## Cytowany fragment
--------
OD PLACU ZAMKOWEGO DO MAJDANU
W KIJOWIE
To był dopiero tydzień.
Jeszcze mamy w uszach echa obchodów 70-ecia lądowania Aliantów w Normandii,
a jeszcze wcześniej uroczystości 25-ej rocznicy przerwania monopolu komunistycznej
władzy w Polsce. Słowa prezydenta Baracka Obamy na Placu Zamkowym zabrzmiały
tak fachowo i tak po polsku jakby pisał je n.p. sam Zbigniew Brzeziński.
4 czerwca Obama powiedział w zasadzie wszystko. "Cud nad Wisłą", napaść
dwóch sąsiadów, Armia Krajowa, Jan Karski, Powstanie Warszawskie, Powstanie
w Getcie, Polska po Jałcie, jej stały opór, dzieło św. Jana Pawła II i
pokojowy, bezkrwawy, powrót na mapę wolnej Europy, a także aktualne mozolne
budowanie nowego porządku na gruzach dawnych imperiów. Mówiąc głośno "Polsko,
już nigdy nie będziesz samotna", przywołując artykuł 5 statutu NATO oraz
zapewniając pięć frontowych państw jego wschodniej flanki, że będą bronione
- czyniąc to wszystko wobec ludności Warszawy i w obecności przywodców
40 państw, prezydent Stanów Zjednoczonych spełnił w zasadzie wszystkie
marzenia zarówno elity polskiej władzy, jak też elity polskiej opozycji.
--------
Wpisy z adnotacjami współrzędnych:
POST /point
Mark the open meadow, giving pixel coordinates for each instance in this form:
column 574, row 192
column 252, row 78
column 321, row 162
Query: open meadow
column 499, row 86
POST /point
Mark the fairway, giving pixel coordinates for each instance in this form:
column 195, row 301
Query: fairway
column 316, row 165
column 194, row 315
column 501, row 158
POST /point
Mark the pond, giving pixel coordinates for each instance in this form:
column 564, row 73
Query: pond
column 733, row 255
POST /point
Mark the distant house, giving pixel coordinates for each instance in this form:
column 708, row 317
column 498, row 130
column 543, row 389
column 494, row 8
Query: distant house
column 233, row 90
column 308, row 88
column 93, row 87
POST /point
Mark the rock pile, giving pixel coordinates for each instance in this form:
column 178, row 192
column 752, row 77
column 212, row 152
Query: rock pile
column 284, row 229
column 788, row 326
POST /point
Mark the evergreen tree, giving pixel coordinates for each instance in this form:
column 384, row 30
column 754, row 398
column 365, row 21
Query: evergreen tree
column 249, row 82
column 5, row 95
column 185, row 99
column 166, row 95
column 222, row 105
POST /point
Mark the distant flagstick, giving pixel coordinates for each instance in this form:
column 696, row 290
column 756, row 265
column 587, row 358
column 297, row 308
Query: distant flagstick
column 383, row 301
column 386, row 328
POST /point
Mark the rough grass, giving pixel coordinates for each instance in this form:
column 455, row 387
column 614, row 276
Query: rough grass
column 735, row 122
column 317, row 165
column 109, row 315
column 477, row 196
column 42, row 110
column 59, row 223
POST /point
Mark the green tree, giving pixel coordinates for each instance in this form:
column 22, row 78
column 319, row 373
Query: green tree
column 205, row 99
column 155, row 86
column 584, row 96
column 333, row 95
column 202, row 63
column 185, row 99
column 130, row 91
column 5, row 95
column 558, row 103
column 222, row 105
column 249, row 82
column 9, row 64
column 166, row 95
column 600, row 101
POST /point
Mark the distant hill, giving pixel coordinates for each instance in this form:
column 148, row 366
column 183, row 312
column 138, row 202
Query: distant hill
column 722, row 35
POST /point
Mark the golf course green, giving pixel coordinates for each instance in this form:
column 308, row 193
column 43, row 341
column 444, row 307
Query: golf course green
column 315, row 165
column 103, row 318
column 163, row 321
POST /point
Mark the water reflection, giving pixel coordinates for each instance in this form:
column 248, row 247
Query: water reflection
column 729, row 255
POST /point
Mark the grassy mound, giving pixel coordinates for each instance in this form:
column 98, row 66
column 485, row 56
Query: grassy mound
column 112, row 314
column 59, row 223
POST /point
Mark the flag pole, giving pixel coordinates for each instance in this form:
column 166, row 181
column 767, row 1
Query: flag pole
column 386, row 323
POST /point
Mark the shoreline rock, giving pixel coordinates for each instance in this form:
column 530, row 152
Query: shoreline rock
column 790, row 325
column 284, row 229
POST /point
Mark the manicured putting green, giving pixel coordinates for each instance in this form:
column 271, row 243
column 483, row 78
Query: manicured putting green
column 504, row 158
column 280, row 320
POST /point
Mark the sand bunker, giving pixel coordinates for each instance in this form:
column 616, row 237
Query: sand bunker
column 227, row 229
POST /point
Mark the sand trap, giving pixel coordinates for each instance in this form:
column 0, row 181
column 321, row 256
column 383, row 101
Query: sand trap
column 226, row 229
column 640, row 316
--------
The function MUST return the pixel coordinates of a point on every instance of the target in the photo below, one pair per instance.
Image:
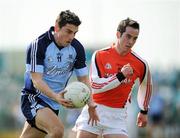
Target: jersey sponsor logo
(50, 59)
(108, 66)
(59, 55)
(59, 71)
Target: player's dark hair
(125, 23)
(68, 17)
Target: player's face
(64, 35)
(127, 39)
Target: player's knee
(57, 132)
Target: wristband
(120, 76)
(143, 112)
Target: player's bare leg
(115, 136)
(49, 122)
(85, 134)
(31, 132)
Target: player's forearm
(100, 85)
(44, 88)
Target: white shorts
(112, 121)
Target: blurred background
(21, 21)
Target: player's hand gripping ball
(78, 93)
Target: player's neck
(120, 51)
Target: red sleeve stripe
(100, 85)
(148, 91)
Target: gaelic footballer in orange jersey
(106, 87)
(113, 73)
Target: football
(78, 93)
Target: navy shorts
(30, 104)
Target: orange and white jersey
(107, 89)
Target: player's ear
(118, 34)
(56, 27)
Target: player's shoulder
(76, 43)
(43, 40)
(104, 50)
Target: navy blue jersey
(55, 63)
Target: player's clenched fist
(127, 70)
--------
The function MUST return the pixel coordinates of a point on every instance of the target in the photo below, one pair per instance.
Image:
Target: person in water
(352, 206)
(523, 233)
--------
## Zadania do wykonania
1 - Przepisz w całości, bez żadnych zmian, tekst o wystąpieniu Baracka Obamy na Placu Zamkowym.
2 - Wyodrębnij z wpisów każdy wiersz zawierający słowo "pile".

## Zestaw rozwiązań
1 -
OD PLACU ZAMKOWEGO DO MAJDANU
W KIJOWIE
To był dopiero tydzień.
Jeszcze mamy w uszach echa obchodów 70-ecia lądowania Aliantów w Normandii,
a jeszcze wcześniej uroczystości 25-ej rocznicy przerwania monopolu komunistycznej
władzy w Polsce. Słowa prezydenta Baracka Obamy na Placu Zamkowym zabrzmiały
tak fachowo i tak po polsku jakby pisał je n.p. sam Zbigniew Brzeziński.
4 czerwca Obama powiedział w zasadzie wszystko. "Cud nad Wisłą", napaść
dwóch sąsiadów, Armia Krajowa, Jan Karski, Powstanie Warszawskie, Powstanie
w Getcie, Polska po Jałcie, jej stały opór, dzieło św. Jana Pawła II i
pokojowy, bezkrwawy, powrót na mapę wolnej Europy, a także aktualne mozolne
budowanie nowego porządku na gruzach dawnych imperiów. Mówiąc głośno "Polsko,
już nigdy nie będziesz samotna", przywołując artykuł 5 statutu NATO oraz
zapewniając pięć frontowych państw jego wschodniej flanki, że będą bronione
- czyniąc to wszystko wobec ludności Warszawy i w obecności przywodców
40 państw, prezydent Stanów Zjednoczonych spełnił w zasadzie wszystkie
marzenia zarówno elity polskiej władzy, jak też elity polskiej opozycji.

2 -
Mark the rock pile, giving pixel coordinates for each instance in this form:
Query: rock pile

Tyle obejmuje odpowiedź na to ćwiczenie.